■ Your instructions ■
Reproduce the entries shown below only from the line with "det: dark long hair" down to the line with "det: wooden door", keeping both end lines and copying each one exactly.
------------------------
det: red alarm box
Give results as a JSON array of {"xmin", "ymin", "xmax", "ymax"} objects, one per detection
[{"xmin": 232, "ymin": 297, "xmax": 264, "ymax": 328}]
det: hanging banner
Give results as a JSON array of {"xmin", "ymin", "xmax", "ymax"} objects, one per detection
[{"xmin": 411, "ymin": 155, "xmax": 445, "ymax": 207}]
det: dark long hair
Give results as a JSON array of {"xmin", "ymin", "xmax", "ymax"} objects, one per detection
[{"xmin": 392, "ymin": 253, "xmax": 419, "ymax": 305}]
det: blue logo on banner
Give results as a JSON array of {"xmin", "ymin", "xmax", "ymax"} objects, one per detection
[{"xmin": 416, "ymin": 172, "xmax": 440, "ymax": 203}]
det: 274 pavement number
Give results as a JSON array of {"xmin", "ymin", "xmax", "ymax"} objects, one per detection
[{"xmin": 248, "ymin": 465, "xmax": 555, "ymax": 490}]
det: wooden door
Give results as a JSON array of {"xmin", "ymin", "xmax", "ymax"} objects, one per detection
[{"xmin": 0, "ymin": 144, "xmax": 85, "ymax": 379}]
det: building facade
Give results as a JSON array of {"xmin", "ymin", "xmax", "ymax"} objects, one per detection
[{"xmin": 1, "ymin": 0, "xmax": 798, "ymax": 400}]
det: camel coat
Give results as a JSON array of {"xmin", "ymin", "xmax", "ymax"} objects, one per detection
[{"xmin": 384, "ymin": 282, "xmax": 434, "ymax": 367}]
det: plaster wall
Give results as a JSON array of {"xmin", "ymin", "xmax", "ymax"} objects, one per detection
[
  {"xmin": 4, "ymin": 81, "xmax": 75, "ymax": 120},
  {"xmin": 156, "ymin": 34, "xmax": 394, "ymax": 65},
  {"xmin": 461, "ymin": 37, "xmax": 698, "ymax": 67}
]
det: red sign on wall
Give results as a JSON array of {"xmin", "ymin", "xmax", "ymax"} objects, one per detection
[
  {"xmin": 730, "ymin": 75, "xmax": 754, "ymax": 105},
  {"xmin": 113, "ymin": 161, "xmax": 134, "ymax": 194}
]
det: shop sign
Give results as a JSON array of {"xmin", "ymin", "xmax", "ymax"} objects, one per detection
------------------------
■ Answer space ■
det: dark long hair
Give results as a JSON array of {"xmin", "ymin", "xmax", "ymax"} objects, one per detection
[{"xmin": 392, "ymin": 253, "xmax": 419, "ymax": 305}]
det: blue logo on banner
Give results as a JSON array of {"xmin", "ymin", "xmax", "ymax"} objects, one per detection
[{"xmin": 416, "ymin": 172, "xmax": 440, "ymax": 203}]
det: 274 pavement number
Give results as a JSON array of {"xmin", "ymin", "xmax", "ymax"} objects, one per detection
[{"xmin": 248, "ymin": 465, "xmax": 555, "ymax": 490}]
det: wooden door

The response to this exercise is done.